▶ Passage présenté:
Sous le prétexte des poursuites judiciaires contre Essimi Menye, pour l’achat de 50 hectares de terres par son frère, est planifié un projet de déstabilisation des deux officiers généraux et du secrétaire d’Etat à la Défense (SED) par le biais d’éventuelles accusations de biens mal acquis auprès de la liquidation de l’ex-SCT.
Parmi les ministres sortis du gouvernement le 02 octobre 2015, aucun n’est autant attendu en prison qu’Essimi Menye. Si l’on s’en tient à la sentence avant jugement véhiculée dans des journaux dont la proximité avec des « donneurs d’ordre » crève l’œil, l’une des deux affaires qui vaut des déboires judiciaires à l’ex-ministre de l’Agriculture et du Développement rural (Minader), porte sur la liquidation de la défunte Société camerounaise des tabacs (SCT) ; entreprise d’économie mixte admise en procédure de privatisation/liquidation le 17 Juillet 1994.

▶ Consignes:
**a)** Selon le passage sur l'affaire Essimi Menye, à quelle date la Société camerounaise des tabacs a-t-elle été admise en procédure de privatisation/liquidation ?
**b)** Relevez tous les sigles présents dans le passage sur l'affaire Essimi Menye, chacun avec sa forme développée telle que le passage la donne.
**c)** Poursuivez la rédaction du passage sur l'affaire Essimi Menye après sa dernière phrase.

▶ Extraits de données:
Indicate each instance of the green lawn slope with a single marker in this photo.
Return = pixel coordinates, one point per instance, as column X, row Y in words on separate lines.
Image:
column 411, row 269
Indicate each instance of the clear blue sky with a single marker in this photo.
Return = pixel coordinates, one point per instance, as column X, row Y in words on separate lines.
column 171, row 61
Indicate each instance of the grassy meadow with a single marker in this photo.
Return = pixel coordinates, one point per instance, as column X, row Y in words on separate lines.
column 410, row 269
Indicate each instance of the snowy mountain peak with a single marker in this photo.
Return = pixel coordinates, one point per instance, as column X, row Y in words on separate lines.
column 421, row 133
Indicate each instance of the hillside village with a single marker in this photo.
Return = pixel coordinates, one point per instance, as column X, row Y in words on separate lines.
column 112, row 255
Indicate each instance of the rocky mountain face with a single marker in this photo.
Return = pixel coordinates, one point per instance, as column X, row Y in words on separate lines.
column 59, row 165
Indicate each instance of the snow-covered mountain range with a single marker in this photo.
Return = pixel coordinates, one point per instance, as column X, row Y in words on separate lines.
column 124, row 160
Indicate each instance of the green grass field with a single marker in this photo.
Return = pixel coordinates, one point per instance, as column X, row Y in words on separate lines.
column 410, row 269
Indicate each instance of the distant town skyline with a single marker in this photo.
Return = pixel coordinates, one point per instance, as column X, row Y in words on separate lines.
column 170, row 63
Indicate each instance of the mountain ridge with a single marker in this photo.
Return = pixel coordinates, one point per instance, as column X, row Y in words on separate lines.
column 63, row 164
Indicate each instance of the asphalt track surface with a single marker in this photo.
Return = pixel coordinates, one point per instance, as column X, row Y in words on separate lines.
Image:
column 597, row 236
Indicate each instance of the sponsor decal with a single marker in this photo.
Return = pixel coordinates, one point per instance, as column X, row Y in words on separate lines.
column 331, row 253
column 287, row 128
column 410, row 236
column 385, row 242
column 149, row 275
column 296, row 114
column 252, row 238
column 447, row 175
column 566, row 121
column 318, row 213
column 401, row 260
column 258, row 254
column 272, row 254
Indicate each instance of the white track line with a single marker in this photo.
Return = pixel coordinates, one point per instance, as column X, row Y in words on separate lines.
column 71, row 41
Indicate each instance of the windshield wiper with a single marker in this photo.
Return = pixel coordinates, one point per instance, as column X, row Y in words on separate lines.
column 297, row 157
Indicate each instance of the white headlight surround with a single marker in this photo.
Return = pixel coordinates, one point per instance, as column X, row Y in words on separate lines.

▶ Résultats par tâche:
**a)** Le 17 juillet 1994.

**b)**
- SED : secrétaire d'État à la Défense
- Minader : ministre de l'Agriculture et du Développement rural
- SCT : Société camerounaise des tabacs

**c)**
Il a fait l’objet de deux auditions par les enquêteurs du tribunal criminel spécial (TCS) dans un bureau du ministère de la Justice, les 13 et 27 janvier 2015, alors même qu’il est encore aux affaires. Pour l’instant, le dossier demeure au stade de l’instruction.
Mais la saga judiciaire d’Essimi Menye promet plus que des rebondissements. « La surenchère et le grossissement des traits dans l’exposition de certains éléments de l’affaire Essimi Menye procèdent des faits intentionnels de manipulation et d’instrumentalisation de l’appareil répressif de l’Etat pour assouvir les ambitions de certains réseaux engagés dans la bataille de contrôle de ce qu’ils désignent « l’après Biya » » observent les services spécialisés dans une synthèse globalement consacrée aux lendemains du réaménagement gouvernemental du 02 octobre 2015.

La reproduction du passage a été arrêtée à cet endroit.